*THE REQUEST*. Reproduce the material from the line containing "the white fascia" through the line containing "point(469, 274)", substituting "white railing" for "white trim" and leaving everything else unchanged.

*RECORDED DATA*.
====

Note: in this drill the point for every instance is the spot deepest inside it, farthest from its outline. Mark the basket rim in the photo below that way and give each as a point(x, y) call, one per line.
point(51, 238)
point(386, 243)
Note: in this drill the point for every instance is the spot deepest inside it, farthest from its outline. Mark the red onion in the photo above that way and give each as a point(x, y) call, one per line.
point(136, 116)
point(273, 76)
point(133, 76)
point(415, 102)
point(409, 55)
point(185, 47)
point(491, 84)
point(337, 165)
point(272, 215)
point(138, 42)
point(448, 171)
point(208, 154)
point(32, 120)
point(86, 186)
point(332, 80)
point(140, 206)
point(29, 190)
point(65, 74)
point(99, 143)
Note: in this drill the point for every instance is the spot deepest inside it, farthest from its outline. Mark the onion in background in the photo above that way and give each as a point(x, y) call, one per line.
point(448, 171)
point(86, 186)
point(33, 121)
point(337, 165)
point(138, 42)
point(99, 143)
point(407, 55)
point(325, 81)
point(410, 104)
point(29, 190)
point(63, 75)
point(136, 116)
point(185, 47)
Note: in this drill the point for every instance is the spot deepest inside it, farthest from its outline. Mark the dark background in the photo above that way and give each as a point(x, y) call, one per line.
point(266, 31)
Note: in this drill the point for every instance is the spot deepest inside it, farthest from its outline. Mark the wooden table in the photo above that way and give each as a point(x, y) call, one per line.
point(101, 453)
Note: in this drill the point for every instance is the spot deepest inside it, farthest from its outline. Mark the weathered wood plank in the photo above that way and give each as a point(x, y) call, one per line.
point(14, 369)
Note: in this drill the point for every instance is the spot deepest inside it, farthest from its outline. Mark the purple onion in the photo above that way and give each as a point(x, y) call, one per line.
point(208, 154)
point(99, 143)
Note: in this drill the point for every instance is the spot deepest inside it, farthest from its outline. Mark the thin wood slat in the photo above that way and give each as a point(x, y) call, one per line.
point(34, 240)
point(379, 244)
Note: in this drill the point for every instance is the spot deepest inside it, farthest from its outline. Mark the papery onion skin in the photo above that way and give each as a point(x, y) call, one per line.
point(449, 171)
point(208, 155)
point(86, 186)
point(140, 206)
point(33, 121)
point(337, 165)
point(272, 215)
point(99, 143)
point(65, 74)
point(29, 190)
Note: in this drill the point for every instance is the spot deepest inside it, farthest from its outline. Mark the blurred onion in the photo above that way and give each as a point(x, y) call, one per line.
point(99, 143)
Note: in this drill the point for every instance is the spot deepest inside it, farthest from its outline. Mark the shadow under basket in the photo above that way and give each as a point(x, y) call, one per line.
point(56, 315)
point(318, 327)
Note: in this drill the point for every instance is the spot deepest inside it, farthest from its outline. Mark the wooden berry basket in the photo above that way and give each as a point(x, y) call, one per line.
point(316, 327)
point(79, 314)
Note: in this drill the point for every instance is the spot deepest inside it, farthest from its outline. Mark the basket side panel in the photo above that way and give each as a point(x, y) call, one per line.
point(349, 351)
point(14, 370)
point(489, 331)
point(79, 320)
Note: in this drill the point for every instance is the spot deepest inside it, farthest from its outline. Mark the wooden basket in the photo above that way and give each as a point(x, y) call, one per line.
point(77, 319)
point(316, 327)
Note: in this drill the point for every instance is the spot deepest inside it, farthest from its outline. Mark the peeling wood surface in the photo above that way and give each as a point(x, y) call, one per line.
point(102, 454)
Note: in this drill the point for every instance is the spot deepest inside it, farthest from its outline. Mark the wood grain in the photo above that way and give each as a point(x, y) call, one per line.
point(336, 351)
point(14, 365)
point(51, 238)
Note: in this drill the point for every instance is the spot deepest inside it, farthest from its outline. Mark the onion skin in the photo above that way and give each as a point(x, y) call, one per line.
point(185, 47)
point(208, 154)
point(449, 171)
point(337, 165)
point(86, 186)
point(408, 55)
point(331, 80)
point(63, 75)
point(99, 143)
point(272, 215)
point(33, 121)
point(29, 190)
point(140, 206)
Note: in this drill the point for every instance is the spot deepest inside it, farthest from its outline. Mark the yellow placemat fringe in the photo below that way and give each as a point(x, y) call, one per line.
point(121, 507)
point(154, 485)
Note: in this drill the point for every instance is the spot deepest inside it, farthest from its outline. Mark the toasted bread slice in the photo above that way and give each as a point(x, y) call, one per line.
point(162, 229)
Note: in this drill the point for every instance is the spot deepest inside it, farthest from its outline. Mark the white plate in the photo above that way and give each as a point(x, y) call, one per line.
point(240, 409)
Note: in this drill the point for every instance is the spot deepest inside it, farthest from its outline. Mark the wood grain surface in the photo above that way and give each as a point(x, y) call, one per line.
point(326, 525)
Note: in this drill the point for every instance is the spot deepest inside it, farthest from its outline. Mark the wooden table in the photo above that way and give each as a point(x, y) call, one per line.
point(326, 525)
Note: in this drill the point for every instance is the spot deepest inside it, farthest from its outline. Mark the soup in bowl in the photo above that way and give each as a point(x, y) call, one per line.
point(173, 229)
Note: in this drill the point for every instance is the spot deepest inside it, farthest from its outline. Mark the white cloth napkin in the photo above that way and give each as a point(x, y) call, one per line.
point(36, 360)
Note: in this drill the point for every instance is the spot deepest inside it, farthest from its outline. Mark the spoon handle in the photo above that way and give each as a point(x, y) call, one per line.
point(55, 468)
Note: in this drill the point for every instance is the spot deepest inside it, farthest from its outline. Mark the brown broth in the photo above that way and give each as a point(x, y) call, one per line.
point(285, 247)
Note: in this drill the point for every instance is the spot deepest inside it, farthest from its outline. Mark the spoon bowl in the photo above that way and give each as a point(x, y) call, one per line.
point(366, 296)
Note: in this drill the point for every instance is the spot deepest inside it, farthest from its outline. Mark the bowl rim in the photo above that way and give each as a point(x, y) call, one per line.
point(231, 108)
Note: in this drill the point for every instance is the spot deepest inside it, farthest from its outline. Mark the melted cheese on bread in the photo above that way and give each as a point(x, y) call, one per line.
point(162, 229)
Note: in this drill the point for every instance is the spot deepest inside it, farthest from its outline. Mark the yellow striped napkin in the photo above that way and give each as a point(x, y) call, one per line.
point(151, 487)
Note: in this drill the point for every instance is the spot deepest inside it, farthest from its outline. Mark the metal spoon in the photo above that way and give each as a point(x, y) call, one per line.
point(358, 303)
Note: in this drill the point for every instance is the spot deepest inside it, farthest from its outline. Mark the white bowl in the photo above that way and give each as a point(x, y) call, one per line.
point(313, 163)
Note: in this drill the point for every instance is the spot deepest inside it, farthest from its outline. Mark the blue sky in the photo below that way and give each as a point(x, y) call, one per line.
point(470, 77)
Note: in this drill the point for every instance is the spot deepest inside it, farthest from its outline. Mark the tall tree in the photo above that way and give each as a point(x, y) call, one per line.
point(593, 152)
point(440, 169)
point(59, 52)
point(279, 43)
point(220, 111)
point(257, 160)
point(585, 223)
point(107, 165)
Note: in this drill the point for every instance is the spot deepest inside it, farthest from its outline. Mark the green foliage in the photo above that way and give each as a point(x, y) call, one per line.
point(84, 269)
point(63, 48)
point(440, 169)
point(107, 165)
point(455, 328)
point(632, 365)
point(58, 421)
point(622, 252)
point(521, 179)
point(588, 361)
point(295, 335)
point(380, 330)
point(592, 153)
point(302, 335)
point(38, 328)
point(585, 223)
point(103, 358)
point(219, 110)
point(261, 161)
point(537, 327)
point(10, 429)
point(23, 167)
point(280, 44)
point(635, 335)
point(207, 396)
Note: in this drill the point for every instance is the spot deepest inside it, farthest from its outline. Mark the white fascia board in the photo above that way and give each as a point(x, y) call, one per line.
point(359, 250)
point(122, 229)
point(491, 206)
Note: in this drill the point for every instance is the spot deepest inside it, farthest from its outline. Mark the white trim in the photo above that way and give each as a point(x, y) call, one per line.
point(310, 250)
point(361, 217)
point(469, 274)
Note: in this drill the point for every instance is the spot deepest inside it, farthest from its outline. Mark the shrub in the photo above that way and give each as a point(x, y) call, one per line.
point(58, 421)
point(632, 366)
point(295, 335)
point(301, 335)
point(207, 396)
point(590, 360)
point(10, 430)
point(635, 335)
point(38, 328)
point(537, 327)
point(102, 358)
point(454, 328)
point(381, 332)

====

*FINISHED ANSWER*.
Note: in this drill the point for every instance is the spot deepest inside it, farthest from its outline. Mark the white fascia board in the photo above that way and give each as a point(x, y) call, one per line.
point(359, 250)
point(122, 229)
point(491, 206)
Note: in this drill the point for every instance is the spot deepest inside it, farthest from its outline. Mark the white railing in the photo above that way and give each as a point(x, y) call, one per line.
point(310, 250)
point(361, 217)
point(469, 274)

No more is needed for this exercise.